Written task —
List each line in the entries that contains the string "construction".

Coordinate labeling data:
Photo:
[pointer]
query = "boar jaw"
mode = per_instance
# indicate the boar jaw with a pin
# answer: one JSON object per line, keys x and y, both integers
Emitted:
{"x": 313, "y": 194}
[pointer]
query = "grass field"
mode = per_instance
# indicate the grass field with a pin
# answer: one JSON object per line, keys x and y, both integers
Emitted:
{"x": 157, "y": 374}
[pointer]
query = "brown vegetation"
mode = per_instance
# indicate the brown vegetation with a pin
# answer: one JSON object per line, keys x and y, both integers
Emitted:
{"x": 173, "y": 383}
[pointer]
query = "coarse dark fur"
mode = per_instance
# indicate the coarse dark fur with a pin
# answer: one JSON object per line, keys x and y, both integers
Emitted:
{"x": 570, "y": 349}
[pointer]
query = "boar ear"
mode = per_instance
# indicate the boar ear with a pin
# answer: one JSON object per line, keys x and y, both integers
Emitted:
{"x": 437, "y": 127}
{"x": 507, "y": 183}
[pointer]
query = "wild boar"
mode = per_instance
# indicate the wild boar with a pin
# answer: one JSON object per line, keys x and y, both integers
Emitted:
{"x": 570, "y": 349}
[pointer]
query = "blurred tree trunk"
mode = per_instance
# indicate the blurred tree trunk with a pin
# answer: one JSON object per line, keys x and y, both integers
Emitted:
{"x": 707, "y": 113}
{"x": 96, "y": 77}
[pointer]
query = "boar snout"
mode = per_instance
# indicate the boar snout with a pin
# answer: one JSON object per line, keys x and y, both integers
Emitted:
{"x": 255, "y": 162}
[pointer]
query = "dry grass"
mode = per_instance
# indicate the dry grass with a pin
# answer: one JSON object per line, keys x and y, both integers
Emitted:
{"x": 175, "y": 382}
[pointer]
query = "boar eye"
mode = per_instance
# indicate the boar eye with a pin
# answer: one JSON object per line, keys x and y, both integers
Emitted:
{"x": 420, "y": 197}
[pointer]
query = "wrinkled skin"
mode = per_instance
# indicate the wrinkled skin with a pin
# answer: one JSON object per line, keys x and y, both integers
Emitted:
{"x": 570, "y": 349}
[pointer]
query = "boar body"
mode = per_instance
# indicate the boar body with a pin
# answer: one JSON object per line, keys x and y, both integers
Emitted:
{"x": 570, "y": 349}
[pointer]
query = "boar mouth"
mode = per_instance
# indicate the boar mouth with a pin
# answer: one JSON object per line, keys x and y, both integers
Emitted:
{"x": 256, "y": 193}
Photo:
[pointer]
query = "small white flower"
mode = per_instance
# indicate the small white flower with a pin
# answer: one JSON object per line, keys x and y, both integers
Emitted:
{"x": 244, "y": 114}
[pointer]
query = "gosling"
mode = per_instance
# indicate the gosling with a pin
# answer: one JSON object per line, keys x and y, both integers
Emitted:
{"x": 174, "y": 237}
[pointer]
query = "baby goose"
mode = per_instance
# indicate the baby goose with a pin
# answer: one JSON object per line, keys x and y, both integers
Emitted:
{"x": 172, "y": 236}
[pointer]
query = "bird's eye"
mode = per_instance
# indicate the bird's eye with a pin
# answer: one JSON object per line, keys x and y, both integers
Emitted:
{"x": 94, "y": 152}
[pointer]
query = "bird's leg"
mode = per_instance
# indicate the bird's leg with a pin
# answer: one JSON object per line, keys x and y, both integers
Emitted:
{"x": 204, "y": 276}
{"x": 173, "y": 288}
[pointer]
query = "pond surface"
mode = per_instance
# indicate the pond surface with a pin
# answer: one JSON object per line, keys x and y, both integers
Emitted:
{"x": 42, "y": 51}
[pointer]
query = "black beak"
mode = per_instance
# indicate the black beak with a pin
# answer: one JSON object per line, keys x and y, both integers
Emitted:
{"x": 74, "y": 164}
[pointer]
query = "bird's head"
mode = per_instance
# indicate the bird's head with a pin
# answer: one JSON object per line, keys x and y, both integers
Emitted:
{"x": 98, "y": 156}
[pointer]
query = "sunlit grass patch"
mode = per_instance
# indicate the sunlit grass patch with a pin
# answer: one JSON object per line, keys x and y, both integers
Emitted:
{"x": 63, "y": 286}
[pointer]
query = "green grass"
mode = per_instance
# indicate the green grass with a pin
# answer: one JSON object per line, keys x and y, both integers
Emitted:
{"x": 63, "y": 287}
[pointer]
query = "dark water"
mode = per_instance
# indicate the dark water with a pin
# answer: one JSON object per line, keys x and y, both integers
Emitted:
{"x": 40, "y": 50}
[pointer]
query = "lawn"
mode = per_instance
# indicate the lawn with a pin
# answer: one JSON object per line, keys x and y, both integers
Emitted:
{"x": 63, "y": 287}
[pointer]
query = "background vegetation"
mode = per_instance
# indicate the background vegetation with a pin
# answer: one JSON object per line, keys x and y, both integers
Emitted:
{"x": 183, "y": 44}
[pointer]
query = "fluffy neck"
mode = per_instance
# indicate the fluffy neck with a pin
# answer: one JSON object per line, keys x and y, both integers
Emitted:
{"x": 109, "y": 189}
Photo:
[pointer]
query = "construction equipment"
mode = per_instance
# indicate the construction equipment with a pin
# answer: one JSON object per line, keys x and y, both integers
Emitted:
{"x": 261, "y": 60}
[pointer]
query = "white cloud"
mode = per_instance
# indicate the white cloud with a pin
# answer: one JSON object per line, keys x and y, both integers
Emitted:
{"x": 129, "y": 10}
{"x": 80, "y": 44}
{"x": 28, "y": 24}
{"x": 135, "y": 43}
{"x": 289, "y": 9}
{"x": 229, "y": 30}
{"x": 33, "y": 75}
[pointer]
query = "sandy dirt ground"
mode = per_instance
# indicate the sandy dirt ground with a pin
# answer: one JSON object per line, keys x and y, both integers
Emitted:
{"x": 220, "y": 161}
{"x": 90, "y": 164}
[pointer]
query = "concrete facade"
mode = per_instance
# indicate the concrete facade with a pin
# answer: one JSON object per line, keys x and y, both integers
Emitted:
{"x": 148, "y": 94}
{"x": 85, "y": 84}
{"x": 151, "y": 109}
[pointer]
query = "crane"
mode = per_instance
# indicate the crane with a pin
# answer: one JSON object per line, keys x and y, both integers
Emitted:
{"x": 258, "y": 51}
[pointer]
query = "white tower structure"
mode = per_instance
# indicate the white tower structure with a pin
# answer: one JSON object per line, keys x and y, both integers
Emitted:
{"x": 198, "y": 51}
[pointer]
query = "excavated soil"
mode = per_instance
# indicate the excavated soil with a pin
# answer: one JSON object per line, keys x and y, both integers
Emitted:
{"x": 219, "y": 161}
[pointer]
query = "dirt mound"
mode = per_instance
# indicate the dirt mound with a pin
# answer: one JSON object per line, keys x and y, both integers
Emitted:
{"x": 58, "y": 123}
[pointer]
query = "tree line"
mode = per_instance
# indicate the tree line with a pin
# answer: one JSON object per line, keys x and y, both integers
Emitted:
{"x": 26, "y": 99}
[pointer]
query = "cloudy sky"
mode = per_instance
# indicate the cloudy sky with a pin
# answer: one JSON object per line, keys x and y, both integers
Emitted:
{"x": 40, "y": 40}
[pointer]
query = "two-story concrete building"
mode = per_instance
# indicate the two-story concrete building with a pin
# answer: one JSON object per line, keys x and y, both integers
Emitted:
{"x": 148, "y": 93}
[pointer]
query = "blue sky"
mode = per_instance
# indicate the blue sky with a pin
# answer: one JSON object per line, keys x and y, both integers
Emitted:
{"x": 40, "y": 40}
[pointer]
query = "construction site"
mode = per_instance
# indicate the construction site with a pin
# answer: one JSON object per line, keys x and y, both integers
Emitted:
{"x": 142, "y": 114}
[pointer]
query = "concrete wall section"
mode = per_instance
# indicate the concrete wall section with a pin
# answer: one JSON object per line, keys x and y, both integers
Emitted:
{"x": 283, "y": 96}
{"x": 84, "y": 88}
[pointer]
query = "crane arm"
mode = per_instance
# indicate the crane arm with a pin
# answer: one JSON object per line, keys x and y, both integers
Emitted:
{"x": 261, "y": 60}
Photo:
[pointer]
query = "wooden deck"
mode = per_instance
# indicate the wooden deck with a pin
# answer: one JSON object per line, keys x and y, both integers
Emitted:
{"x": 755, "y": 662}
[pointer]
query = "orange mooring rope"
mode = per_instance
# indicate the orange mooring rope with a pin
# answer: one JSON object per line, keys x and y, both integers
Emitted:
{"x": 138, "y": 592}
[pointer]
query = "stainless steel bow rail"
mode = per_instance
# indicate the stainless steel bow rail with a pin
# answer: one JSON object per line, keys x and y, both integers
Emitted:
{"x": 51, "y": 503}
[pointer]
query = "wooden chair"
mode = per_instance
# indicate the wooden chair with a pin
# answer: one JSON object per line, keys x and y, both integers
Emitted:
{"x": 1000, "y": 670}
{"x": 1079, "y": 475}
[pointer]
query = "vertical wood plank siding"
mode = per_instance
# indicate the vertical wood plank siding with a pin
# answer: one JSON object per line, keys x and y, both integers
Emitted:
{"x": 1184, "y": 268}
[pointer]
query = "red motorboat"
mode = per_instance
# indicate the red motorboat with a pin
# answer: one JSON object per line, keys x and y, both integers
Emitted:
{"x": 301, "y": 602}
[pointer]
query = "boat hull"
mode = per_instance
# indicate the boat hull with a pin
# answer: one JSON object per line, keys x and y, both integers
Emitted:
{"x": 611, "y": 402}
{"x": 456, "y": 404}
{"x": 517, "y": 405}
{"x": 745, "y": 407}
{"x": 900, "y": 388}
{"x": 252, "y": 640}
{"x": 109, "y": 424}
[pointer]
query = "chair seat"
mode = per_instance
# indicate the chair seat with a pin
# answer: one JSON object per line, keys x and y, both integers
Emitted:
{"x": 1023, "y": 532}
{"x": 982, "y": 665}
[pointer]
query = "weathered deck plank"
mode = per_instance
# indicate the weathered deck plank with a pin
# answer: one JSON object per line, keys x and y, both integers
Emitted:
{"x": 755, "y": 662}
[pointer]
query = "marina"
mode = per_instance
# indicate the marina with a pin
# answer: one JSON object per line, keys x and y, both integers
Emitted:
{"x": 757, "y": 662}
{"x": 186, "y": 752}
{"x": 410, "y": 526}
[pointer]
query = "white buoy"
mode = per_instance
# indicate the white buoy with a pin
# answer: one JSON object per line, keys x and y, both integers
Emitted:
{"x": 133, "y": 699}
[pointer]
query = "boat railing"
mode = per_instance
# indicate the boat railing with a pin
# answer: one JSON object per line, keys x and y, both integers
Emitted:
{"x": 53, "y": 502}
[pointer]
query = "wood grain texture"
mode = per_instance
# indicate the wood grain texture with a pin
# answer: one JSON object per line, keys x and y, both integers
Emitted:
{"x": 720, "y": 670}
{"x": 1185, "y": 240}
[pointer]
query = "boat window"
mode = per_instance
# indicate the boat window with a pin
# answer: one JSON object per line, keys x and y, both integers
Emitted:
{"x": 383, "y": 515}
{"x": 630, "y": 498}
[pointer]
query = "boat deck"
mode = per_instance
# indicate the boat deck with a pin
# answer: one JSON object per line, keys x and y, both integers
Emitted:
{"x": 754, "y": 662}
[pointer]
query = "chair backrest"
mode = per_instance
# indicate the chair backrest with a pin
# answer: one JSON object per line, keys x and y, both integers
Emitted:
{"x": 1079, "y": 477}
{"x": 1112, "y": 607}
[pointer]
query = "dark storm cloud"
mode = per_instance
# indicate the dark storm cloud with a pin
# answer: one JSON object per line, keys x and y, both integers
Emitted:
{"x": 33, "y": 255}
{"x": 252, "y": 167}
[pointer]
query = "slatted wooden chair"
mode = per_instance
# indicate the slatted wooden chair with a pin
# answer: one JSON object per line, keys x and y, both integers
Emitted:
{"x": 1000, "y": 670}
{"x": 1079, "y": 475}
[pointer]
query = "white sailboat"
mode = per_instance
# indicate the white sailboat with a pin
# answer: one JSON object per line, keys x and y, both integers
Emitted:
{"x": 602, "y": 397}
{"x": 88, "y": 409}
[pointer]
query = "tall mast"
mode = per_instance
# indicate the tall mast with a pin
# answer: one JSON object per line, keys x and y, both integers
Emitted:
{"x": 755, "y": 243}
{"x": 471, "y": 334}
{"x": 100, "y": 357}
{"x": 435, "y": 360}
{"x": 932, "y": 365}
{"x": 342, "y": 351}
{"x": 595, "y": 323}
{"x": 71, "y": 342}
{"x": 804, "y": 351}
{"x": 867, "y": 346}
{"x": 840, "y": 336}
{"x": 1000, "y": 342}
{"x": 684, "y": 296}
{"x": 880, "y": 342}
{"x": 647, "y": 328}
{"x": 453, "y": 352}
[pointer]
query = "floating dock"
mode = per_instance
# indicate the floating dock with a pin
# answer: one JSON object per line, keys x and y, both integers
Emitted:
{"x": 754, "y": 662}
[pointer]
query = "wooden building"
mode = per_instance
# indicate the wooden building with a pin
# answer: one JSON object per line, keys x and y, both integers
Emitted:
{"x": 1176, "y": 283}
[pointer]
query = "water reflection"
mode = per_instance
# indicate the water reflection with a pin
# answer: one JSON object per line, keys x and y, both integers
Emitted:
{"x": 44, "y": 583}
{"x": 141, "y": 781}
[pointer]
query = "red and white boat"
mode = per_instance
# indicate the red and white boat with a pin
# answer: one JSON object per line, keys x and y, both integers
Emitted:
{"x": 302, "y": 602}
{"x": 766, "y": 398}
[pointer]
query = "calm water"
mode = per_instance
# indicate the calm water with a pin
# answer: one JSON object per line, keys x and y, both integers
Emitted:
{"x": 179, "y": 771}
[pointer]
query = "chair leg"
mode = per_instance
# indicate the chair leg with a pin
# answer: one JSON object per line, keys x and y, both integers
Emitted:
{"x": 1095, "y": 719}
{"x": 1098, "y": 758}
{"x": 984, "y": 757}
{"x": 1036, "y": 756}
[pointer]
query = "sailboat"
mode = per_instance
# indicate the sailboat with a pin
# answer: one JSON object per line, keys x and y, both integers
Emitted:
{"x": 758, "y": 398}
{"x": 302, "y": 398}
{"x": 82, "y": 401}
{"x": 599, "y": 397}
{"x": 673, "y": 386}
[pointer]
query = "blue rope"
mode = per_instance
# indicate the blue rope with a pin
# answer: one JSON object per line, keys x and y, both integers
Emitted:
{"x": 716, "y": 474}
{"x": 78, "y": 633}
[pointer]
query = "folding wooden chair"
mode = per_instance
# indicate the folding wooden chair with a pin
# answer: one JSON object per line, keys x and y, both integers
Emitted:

Output for this exercise —
query = "construction equipment"
# indicate the construction equipment with a pin
query = "construction site"
# indicate the construction site with a pin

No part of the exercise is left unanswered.